- _EXERCISE_:
Across the entries below, count the lines that contain the word "shirt" and reply with that number only.

------------------------

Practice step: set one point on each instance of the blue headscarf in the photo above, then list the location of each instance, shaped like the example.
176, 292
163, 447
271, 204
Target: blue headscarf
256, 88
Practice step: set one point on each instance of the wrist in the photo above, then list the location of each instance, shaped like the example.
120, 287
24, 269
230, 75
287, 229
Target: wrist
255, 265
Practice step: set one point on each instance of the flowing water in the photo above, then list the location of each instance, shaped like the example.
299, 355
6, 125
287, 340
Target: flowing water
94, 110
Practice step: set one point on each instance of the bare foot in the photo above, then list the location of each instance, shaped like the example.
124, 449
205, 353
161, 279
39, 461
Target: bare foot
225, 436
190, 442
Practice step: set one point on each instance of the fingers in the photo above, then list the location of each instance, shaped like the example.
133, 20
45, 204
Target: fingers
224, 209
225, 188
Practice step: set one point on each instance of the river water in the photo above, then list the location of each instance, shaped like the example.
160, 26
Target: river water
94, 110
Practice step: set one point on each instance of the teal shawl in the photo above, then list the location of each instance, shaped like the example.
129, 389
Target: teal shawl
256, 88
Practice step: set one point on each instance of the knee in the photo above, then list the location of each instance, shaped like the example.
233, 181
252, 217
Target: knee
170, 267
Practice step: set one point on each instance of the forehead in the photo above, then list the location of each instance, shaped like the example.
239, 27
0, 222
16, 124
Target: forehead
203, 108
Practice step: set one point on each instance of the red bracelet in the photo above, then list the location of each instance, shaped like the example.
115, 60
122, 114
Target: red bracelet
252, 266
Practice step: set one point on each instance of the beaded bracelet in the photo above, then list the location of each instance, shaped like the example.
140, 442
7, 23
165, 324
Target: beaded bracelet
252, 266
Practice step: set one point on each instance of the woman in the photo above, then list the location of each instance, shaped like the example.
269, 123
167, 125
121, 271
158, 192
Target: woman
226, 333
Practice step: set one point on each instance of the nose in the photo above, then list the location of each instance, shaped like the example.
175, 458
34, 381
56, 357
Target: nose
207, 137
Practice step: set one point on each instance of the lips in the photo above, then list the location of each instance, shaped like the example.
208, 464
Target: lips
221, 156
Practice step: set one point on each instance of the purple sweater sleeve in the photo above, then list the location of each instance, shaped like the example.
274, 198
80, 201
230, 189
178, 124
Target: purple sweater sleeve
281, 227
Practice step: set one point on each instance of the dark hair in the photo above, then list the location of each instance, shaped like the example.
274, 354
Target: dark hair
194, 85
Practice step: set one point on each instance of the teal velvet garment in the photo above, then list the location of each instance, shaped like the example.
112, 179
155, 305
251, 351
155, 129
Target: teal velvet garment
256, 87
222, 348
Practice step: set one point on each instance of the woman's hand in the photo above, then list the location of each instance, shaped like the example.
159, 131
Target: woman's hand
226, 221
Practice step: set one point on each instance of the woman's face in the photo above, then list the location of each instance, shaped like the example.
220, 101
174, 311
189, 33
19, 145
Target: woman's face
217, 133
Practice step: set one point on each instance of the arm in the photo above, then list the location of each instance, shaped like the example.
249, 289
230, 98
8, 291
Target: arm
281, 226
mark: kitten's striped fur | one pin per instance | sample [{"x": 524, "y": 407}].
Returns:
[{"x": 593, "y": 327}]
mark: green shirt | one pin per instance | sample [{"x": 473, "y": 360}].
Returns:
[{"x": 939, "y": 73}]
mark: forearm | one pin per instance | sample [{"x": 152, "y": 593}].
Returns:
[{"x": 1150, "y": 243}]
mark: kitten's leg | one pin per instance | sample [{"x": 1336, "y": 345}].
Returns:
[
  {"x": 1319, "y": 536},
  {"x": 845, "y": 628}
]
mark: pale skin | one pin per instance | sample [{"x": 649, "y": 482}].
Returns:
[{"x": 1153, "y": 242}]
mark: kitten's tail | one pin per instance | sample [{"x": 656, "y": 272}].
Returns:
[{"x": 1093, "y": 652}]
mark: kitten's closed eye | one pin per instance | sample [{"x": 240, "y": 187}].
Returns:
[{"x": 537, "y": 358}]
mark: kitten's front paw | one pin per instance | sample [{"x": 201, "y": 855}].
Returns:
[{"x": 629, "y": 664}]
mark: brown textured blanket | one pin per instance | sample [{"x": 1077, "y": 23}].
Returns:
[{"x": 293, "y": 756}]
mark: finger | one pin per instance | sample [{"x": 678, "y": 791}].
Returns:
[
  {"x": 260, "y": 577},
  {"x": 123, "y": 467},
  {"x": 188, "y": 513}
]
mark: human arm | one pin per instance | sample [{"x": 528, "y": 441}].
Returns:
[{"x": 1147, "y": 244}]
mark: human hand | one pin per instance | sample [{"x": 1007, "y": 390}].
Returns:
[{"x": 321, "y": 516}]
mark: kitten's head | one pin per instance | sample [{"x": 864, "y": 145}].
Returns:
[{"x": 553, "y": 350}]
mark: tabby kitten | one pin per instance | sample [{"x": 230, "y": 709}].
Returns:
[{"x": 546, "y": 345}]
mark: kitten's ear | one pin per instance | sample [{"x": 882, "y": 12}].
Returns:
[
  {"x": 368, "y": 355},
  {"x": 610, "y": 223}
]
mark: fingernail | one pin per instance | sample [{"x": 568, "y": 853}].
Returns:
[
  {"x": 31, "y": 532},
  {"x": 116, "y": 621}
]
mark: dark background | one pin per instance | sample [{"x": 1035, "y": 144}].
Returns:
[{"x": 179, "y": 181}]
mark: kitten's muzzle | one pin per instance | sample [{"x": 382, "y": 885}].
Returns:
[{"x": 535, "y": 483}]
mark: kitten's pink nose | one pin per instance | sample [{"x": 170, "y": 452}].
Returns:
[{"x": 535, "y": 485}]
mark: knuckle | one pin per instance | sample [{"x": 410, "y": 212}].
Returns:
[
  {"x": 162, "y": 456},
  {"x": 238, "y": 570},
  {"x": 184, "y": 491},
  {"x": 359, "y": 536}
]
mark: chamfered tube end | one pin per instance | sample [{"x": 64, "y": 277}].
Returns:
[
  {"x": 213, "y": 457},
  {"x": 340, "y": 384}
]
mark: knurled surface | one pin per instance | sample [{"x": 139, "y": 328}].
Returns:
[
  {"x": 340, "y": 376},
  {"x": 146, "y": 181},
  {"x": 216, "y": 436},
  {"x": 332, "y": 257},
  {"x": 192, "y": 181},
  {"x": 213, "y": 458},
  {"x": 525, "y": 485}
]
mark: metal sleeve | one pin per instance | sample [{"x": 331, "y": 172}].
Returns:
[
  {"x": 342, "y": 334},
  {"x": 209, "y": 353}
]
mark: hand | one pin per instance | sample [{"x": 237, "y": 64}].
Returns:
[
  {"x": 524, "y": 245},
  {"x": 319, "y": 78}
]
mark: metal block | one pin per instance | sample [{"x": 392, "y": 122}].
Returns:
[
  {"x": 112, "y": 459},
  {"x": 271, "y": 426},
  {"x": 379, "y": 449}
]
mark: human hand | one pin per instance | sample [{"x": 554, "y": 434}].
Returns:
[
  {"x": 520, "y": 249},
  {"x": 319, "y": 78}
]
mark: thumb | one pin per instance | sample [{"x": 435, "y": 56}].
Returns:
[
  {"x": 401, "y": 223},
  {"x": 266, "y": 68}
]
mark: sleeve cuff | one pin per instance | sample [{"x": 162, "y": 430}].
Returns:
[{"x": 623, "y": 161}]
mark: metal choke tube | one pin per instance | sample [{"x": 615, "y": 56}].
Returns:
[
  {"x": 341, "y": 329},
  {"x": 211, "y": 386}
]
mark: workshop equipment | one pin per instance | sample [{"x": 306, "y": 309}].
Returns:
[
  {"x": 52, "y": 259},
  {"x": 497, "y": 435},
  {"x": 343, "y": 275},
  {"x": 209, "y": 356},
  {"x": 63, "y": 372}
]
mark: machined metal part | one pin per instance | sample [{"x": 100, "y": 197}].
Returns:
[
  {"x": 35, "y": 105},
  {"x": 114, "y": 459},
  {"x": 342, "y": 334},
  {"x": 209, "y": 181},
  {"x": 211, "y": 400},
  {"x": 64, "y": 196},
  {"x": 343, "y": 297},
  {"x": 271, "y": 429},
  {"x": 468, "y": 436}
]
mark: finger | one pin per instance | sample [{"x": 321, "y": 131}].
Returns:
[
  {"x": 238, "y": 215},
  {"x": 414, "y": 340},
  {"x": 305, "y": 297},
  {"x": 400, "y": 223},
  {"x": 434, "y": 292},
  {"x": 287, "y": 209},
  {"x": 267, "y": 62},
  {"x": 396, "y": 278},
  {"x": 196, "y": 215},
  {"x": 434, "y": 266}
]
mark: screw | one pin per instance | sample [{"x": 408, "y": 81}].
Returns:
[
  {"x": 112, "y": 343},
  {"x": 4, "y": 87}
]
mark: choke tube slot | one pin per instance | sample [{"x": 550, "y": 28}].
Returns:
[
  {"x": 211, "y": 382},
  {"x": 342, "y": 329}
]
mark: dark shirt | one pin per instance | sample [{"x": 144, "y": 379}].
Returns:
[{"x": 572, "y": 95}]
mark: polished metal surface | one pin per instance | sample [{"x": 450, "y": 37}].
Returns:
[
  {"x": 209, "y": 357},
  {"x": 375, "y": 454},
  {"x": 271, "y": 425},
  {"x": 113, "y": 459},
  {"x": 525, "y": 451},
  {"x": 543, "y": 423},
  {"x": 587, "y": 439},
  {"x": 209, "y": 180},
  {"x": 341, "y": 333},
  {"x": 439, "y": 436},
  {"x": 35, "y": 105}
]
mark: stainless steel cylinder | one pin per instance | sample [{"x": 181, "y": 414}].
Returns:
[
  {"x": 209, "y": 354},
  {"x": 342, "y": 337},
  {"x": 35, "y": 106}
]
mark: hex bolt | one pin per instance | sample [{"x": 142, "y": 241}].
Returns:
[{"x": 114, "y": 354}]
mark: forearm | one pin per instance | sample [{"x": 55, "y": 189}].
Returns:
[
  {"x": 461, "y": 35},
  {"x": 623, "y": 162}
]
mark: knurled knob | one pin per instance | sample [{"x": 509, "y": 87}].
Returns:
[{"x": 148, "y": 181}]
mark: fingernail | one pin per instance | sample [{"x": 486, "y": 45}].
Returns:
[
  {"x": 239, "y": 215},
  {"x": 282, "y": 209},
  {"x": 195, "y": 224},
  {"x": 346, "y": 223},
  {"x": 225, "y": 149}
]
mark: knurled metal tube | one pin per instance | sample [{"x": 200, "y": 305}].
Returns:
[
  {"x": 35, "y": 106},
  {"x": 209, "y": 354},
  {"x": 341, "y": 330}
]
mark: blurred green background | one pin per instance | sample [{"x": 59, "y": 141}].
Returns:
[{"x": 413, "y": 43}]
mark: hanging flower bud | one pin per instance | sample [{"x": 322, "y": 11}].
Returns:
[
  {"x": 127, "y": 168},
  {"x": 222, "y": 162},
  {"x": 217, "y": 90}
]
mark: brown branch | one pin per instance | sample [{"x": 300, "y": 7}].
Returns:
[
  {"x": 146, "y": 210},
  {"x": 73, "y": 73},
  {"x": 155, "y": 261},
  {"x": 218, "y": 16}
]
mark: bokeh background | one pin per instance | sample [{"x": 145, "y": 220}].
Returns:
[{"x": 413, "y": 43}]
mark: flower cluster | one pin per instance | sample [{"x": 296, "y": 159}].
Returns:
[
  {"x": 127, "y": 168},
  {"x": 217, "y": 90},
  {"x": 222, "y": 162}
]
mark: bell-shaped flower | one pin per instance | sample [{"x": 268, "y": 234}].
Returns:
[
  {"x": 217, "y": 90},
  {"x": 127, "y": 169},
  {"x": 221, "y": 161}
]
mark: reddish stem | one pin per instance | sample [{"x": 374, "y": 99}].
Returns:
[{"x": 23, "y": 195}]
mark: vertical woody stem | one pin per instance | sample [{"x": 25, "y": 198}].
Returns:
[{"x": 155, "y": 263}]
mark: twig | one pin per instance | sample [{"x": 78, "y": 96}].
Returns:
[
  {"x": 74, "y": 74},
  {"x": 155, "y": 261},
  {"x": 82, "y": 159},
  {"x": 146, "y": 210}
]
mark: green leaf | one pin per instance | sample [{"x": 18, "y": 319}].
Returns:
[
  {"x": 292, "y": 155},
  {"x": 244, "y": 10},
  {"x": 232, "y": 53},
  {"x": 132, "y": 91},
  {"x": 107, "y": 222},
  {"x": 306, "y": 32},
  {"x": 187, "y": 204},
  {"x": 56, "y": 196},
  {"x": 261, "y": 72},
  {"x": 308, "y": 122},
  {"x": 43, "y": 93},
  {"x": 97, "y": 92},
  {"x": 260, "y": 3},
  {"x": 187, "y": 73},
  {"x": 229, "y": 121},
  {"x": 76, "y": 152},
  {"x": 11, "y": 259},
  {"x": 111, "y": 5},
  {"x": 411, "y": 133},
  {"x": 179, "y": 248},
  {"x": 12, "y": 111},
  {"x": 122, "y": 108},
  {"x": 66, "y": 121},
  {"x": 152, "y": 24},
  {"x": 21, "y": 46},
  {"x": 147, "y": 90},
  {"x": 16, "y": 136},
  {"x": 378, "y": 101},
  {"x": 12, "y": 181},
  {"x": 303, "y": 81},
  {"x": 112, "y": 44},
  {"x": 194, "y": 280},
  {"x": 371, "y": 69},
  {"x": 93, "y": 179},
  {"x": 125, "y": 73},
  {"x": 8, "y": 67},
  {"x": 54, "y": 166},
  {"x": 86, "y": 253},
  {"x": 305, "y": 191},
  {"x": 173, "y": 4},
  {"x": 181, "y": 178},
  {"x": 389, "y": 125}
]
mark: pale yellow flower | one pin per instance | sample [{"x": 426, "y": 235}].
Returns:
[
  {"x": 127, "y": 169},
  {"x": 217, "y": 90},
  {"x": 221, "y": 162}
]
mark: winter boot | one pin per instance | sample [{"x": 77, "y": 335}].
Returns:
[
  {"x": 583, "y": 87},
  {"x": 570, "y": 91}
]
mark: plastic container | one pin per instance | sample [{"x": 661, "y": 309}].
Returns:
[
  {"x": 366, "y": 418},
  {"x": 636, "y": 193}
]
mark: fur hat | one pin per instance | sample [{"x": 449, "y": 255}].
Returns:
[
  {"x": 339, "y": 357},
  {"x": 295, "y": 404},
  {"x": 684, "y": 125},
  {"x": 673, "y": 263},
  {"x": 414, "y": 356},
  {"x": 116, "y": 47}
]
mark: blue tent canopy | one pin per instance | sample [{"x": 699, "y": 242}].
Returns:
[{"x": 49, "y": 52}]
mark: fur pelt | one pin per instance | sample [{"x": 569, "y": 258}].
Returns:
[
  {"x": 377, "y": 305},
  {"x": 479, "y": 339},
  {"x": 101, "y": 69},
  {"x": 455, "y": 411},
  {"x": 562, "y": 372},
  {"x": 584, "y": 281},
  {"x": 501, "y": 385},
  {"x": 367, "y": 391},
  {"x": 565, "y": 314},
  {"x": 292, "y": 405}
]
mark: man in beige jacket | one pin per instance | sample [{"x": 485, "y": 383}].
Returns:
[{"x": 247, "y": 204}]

------------------------

- _YOUR SOLUTION_:
2